_TEXT SEGMENT_.
::::::
Harvard Law’s Laurence Tribe, in an interview with MSNBC’s Lawrence O’Donnell, said that Attorney General Merrick Garland could significantly expand the sensitive document case against former President Donald Trump if he were to file an indictment in the D.C. as opposed to Florida.

O’Donnell set up the conversation:

“When the question is ‘what will the Supreme Court do?’ there is a no one better to ask than Harvard Law professor and very successful Supreme Court practitioner Laurence Tribe, and when the question is, ‘what is Attorney General Merrick Garland going to do?’ there is no one available to us who is better to ask than Merrick Garland’s constitutional law professor, Laurence Tribe.

Laurence Tribe discussing AG Garland, screenshot via YouTube.com

O’Donnell the asked if Tribe thought Garland would indict Trump, to which he replied:

“It seems to me that in these circumstances, it’s clear that all three of the crimes that led to the search and seizures, three alleged crimes, are strongly provable, including obstruction of justice. And that is not even to mention the grave crimes involving seditious conspiracy and insurrection.”
::::::
[Data items]
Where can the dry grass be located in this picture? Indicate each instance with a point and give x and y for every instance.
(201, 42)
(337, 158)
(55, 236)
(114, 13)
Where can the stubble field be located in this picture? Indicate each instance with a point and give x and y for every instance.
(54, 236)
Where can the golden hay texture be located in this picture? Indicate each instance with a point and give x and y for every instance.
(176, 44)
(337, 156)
::::::
_GIVEN REQUEST A_. In the article about Laurence Tribe's interview, where does Tribe say Attorney General Merrick Garland could file an indictment in order to significantly expand the sensitive document case against Donald Trump?
_GIVEN REQUEST B_. Write the next part of the article about Laurence Tribe's interview with Lawrence O'Donnell, starting after its final sentence.

_RESPONSE A_. In D.C., as opposed to Florida.

_RESPONSE B_.
Trump at Mar-a-Lago via Flickr / Trump White House Archives, Public Domain

He continued:

“the real questions before Merrick Garland are not whether to indict, but when? And where? And for which crimes? Where, you would have to decide whether to indict him in Washington D.C., which by the way, he could do even over the Mar-a-Lago offenses because they began when he took the documents illegally from the White House, in Washington, and it was institutions in Washington that he was stiffing and deceiving when he didn’t return them.

And when it comes to trying the case in Washington, there one could include insurrection and seditious conspiracy, in addition to espionage, theft of government documents, and obstruction of justice. And the question of when depends very much on exactly when all the ducks are lined up in a row, when all the witnesses are ready. Merrick Garland is not going to bring less than an overwhelming case, that I know by knowing him for all these years.”

DOJ/FBI HQ via Flickr / J https://creativecommons.org/licenses/by/2.0/

Tribe, who once worked as a research assistant to Garland, concluded that Garland “doesn’t do things halfway — he’s an enormously thorough.”

You can watch the interview here.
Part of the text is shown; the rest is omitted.